── Task inputs ──

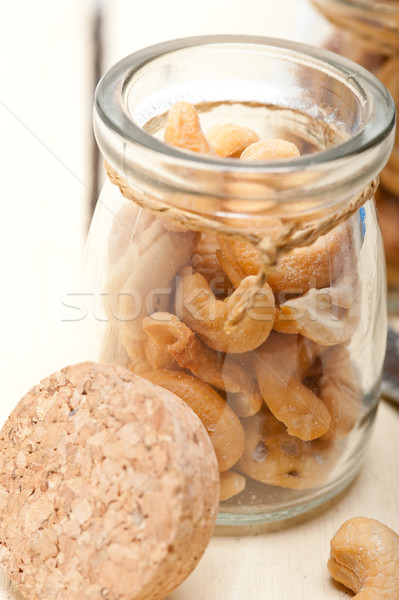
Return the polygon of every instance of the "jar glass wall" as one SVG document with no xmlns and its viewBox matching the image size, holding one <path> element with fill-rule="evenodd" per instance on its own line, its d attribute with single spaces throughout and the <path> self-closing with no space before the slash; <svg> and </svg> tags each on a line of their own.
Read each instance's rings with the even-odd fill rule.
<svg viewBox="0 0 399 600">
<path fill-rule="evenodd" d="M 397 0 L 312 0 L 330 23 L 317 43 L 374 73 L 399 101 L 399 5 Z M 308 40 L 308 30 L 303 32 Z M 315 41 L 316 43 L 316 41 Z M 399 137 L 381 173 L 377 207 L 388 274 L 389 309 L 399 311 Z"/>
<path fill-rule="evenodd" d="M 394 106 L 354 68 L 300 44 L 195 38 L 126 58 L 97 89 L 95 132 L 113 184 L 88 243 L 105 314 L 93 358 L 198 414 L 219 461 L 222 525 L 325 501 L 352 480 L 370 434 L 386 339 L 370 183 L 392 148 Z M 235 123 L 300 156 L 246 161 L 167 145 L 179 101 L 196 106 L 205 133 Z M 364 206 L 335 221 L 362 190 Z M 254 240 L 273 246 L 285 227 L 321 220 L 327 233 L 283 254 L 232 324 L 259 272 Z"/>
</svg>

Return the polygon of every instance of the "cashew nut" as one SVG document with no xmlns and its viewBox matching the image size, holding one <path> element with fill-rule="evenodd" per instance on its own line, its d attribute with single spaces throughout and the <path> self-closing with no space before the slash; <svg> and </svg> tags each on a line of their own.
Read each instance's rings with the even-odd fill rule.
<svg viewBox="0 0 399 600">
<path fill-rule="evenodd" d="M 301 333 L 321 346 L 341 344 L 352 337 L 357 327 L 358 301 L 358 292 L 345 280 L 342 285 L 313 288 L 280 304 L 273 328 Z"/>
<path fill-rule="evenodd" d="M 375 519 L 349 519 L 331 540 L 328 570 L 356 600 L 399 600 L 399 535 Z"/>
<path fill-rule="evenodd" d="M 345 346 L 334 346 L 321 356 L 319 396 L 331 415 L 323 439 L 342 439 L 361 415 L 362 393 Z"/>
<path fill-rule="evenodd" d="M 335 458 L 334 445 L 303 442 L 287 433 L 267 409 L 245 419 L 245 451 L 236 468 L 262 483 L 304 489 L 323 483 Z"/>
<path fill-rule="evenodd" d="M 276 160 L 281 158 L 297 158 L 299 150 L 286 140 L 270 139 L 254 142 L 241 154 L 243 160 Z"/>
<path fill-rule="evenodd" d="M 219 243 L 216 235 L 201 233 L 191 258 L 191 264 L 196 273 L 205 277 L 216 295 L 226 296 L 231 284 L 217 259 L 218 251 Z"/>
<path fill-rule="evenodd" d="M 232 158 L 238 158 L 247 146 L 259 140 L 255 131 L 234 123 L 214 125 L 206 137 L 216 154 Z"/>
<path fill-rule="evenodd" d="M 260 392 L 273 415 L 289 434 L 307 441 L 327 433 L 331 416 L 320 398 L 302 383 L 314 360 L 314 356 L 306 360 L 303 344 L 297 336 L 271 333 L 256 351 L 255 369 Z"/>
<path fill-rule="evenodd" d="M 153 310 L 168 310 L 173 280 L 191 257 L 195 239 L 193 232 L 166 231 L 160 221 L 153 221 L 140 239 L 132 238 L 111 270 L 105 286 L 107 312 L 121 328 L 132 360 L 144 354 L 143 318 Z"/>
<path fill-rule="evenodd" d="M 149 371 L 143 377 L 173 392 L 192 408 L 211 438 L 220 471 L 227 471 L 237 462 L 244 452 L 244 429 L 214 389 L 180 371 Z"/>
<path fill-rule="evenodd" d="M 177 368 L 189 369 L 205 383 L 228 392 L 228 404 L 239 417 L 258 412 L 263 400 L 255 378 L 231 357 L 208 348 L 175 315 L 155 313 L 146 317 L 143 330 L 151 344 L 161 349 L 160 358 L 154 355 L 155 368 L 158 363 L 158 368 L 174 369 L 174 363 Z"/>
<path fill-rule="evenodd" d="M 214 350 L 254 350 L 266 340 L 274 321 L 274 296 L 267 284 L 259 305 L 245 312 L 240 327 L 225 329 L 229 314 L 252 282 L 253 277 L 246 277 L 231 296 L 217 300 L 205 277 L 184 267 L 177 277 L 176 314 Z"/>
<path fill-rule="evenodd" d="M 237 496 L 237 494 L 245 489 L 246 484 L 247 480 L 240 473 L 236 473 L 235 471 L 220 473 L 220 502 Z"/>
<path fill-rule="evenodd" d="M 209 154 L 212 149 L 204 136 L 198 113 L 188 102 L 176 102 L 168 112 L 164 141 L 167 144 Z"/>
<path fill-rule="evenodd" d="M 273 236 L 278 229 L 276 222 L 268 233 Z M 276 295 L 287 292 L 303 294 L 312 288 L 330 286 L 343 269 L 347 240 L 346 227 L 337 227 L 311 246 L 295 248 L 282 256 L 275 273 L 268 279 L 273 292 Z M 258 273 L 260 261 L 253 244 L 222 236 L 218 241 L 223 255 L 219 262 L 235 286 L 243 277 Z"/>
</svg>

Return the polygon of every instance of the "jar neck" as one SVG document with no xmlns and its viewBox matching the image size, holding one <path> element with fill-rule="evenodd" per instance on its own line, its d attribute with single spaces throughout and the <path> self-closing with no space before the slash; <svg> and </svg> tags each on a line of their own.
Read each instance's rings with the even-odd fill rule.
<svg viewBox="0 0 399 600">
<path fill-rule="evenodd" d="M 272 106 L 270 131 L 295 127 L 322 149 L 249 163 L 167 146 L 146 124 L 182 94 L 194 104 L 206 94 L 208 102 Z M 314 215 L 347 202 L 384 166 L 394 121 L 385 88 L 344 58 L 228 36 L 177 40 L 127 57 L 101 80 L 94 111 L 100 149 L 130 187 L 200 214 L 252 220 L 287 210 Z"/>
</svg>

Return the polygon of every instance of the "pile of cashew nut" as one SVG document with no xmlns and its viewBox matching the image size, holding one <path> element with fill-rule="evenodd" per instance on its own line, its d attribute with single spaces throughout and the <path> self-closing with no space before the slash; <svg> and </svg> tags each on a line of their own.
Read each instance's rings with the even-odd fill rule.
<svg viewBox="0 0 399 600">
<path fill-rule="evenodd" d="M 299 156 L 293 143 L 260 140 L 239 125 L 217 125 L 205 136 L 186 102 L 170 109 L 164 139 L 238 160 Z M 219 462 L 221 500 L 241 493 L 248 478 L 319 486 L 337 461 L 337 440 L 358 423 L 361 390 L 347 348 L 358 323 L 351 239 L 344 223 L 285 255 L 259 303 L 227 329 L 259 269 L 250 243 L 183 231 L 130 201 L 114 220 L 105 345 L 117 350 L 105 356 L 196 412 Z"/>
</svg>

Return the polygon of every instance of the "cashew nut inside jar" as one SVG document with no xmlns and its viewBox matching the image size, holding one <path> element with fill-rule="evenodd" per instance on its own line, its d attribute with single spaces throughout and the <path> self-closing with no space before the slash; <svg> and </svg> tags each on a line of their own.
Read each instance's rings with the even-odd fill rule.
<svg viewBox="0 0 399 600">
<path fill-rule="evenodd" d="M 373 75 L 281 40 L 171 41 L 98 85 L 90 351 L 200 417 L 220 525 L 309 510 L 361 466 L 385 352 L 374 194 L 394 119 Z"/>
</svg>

───
── Task inputs ──

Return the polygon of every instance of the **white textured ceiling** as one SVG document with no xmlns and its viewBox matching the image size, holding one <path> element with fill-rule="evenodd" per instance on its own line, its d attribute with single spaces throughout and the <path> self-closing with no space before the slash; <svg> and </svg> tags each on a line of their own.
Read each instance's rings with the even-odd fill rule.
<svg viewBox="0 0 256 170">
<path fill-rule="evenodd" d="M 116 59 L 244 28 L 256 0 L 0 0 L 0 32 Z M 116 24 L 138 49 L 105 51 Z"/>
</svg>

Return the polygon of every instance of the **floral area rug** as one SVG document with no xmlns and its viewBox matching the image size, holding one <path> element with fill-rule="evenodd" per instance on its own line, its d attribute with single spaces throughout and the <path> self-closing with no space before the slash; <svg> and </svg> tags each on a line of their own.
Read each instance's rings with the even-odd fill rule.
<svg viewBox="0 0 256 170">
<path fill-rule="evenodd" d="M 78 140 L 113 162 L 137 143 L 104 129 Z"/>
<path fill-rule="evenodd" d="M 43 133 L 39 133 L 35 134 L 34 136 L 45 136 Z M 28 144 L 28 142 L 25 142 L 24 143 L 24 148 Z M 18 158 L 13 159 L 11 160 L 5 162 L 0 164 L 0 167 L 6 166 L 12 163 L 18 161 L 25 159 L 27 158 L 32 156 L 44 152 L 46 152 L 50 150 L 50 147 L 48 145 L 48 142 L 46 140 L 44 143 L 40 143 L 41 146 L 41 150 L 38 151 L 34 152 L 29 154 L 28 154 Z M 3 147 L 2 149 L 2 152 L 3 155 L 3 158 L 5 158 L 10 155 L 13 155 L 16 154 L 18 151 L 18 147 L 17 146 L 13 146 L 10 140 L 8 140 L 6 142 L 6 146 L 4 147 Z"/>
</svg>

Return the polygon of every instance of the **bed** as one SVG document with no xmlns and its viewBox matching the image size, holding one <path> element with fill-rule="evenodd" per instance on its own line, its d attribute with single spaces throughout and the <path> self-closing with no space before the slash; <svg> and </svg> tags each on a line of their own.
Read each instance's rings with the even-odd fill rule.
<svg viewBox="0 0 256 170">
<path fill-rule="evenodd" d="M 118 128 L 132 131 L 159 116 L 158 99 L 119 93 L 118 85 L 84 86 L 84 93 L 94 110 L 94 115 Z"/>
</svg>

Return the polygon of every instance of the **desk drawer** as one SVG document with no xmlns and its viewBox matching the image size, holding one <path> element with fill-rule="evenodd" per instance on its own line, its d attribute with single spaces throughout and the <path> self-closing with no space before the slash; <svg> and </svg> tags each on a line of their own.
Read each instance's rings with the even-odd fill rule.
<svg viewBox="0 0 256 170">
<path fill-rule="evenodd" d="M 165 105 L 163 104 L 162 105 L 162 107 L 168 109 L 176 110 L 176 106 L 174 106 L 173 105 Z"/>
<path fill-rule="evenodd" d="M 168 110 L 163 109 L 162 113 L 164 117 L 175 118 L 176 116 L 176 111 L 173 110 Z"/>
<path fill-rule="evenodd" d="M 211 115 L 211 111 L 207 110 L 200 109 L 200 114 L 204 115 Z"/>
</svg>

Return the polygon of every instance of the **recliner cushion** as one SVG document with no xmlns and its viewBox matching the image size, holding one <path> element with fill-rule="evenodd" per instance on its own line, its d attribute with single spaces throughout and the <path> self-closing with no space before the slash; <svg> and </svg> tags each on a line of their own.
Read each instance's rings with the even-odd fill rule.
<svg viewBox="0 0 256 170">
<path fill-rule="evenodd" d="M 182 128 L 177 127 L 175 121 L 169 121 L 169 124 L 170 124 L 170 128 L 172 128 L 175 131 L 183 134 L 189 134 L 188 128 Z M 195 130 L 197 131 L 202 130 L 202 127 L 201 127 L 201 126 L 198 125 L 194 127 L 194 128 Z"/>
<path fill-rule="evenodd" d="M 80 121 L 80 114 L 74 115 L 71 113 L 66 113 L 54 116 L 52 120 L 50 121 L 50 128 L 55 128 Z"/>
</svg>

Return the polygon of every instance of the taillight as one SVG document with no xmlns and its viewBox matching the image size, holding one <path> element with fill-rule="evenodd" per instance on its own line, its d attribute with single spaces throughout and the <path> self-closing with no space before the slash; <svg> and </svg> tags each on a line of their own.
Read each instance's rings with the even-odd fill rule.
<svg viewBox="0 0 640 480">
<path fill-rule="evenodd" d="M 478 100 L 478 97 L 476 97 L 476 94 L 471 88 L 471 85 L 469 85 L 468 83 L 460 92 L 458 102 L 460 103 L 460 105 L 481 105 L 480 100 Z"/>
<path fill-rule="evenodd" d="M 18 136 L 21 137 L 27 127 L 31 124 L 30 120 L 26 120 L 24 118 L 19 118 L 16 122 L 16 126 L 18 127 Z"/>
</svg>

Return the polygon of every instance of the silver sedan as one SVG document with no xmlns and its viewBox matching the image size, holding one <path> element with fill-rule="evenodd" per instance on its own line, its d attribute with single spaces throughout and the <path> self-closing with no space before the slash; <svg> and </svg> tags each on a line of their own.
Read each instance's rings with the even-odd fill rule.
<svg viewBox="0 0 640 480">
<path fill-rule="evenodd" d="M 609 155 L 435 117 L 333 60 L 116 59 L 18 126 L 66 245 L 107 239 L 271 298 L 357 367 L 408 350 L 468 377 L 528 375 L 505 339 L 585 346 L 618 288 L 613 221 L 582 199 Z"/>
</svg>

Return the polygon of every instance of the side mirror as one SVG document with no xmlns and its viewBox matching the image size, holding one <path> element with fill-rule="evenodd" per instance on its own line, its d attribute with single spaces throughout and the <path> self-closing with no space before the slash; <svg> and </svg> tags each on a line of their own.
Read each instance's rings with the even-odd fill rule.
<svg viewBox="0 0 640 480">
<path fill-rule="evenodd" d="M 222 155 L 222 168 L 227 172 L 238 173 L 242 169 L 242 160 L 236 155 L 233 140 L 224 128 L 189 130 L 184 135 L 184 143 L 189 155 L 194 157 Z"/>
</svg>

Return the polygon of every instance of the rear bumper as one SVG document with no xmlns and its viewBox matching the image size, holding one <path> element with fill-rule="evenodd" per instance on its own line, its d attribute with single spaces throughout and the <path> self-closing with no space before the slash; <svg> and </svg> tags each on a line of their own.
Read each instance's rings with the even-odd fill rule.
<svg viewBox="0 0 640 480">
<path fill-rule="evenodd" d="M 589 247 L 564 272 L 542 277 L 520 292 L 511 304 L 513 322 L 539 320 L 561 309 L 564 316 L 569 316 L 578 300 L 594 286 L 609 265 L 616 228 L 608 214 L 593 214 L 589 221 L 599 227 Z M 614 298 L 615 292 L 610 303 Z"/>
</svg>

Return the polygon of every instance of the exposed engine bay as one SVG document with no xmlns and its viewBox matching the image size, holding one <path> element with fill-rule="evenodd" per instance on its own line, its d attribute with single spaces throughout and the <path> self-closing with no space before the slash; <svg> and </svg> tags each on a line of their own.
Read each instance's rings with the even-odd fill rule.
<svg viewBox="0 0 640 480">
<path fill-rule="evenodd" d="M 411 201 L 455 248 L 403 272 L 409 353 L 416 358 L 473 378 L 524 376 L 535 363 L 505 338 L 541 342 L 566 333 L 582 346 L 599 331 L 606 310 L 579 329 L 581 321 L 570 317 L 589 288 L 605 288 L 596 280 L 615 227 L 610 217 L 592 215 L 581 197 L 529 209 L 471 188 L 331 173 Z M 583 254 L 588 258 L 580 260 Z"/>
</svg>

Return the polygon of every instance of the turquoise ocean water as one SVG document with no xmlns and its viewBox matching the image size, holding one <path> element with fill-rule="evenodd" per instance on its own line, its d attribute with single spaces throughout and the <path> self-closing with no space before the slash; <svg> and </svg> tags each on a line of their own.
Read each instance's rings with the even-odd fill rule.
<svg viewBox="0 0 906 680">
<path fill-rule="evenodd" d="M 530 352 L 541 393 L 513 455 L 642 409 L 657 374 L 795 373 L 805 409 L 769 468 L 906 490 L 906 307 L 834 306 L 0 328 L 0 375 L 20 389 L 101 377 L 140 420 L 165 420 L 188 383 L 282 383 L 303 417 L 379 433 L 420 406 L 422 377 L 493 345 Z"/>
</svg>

───
── Task inputs ──

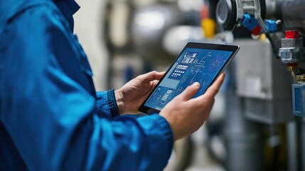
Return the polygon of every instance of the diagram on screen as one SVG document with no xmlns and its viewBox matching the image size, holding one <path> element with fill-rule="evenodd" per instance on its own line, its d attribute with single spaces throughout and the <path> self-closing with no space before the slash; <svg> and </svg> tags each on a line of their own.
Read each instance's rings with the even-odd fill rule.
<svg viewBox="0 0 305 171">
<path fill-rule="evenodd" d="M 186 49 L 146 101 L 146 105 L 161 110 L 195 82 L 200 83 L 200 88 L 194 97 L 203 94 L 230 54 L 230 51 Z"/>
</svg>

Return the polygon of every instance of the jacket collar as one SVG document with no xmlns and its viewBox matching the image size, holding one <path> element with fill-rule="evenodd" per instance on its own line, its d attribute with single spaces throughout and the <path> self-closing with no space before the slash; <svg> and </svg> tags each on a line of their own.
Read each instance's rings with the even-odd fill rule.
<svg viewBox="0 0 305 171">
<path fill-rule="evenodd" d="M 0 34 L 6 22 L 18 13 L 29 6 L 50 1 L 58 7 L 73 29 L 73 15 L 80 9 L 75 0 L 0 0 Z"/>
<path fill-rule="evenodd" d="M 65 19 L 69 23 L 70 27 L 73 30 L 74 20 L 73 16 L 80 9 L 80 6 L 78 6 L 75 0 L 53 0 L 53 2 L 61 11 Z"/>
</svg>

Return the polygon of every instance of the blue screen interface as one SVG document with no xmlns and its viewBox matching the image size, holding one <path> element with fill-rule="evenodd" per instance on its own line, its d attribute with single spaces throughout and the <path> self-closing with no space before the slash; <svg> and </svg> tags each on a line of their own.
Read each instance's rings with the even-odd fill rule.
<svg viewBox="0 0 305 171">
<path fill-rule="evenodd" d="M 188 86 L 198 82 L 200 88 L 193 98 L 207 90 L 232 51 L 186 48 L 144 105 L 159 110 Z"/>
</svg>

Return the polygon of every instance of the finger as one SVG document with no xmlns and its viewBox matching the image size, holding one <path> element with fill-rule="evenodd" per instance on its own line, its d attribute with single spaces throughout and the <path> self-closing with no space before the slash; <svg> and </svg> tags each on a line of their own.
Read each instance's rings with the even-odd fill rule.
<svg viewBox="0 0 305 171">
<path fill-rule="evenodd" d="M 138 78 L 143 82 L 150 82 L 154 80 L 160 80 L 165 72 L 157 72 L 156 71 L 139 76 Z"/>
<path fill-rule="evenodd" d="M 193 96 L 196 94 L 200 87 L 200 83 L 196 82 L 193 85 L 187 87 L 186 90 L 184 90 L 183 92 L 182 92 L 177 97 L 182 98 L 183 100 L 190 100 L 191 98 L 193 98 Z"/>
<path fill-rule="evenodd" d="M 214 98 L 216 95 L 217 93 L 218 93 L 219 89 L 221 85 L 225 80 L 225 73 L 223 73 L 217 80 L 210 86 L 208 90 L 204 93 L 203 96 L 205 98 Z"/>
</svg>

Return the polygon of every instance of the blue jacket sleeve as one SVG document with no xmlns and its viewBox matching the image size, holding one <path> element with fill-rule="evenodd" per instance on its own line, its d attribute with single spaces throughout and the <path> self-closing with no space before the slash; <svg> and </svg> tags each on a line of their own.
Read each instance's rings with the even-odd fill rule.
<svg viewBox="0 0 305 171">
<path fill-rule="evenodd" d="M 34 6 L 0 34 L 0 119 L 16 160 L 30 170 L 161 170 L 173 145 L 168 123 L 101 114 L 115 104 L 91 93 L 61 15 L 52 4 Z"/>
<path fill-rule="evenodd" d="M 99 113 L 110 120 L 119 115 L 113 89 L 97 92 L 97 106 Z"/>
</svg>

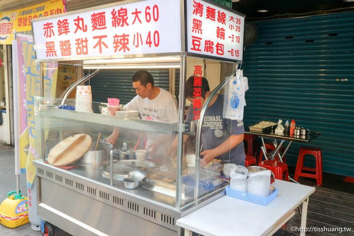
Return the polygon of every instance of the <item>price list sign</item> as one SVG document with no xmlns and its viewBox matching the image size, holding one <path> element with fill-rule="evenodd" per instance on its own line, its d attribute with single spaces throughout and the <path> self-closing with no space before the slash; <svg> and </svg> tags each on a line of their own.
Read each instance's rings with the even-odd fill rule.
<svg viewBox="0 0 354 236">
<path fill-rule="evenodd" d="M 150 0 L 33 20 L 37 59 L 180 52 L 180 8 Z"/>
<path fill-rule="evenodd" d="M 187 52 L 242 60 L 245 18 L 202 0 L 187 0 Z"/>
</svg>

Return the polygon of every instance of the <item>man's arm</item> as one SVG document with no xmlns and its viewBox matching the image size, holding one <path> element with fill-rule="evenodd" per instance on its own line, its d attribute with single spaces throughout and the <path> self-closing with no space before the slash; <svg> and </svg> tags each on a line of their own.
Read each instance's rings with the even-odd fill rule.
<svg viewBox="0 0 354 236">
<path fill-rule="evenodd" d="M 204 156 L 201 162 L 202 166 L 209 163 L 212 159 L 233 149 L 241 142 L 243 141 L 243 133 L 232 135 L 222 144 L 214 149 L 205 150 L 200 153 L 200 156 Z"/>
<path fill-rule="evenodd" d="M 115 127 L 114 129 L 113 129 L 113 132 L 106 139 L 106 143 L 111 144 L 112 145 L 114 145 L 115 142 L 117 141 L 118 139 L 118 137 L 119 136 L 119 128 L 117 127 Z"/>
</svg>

───

_What you are asked to do_. Report every line of the records above that contains the string "turquoise", copying each line in full. Matching is case-sensitive.

_Answer to the problem_.
Return the polygon of every instance of the turquoise ocean water as one SVG document with no xmlns and its viewBox matching the image size, holding one <path> element with fill-rule="evenodd" per instance on its own line, its d attribute with single spaces throughout and the <path> self-closing with no space before the slash; <svg> and </svg> tags each on a line of their own.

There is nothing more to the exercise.